- Requirements
Please output, as a numbered list with blank lines left out, the part of the records that opens with the line containing "the snow shovel." and runs through the end of the records.
===== Recorded information =====
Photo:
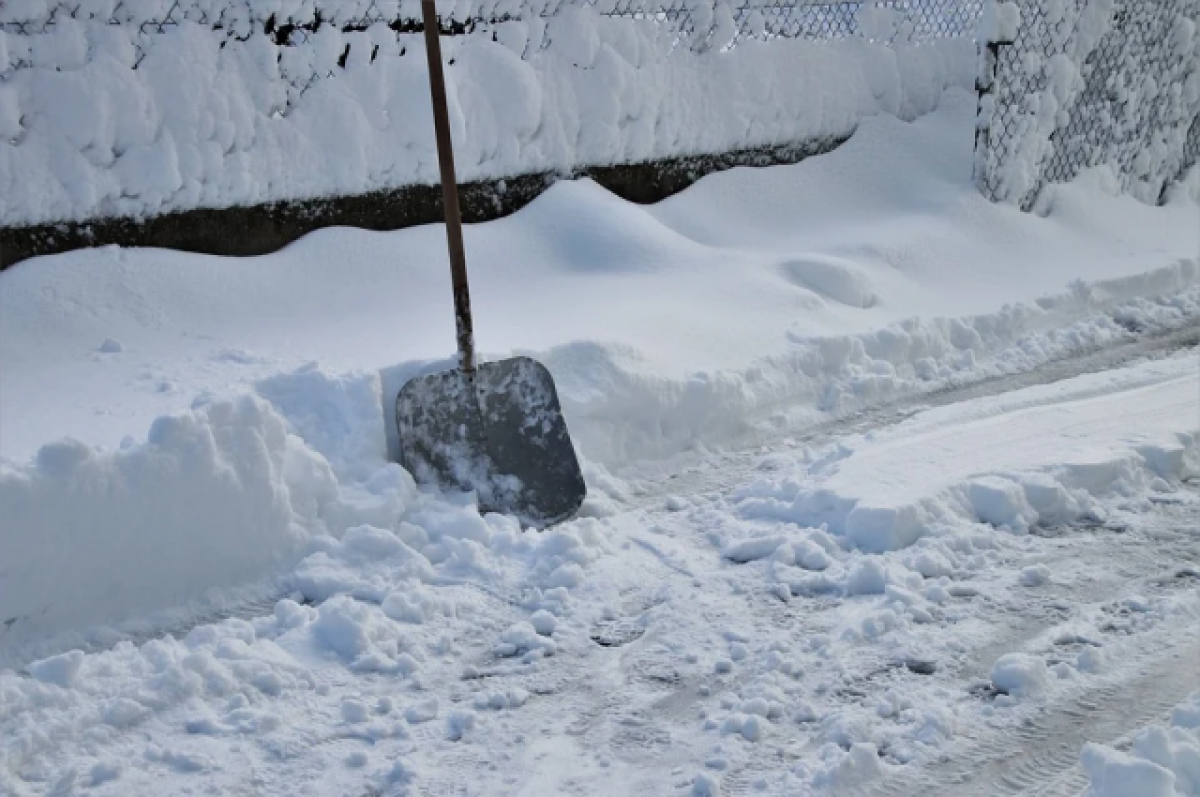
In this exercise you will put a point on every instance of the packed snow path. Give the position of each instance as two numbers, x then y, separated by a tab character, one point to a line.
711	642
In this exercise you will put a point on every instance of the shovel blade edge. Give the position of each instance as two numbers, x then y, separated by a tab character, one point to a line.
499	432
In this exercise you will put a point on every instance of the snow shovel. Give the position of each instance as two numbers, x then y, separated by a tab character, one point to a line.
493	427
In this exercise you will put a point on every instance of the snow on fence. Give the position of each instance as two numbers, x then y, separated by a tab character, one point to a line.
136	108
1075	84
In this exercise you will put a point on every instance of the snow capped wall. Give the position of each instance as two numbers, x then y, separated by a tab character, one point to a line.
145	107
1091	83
=====
- Result of this task
1. In this exercise you will put a point on every instance of the snow shovel. Give the position of each instance as two numbers, x then y, separated by a tab character, one point to a line.
2. 493	427
3. In this exercise you will put a point on every instance of the snow on fence. Give the position of each instance as two numbers, x then y, separated by a tab character, one point to a line.
4. 136	108
5. 1075	84
6. In this exercise you will put a point on every instance of the snow capped wall. Give the position of each instance as two numbers, x then y, separated by a tab character, one point to a line.
7. 145	107
8. 1091	83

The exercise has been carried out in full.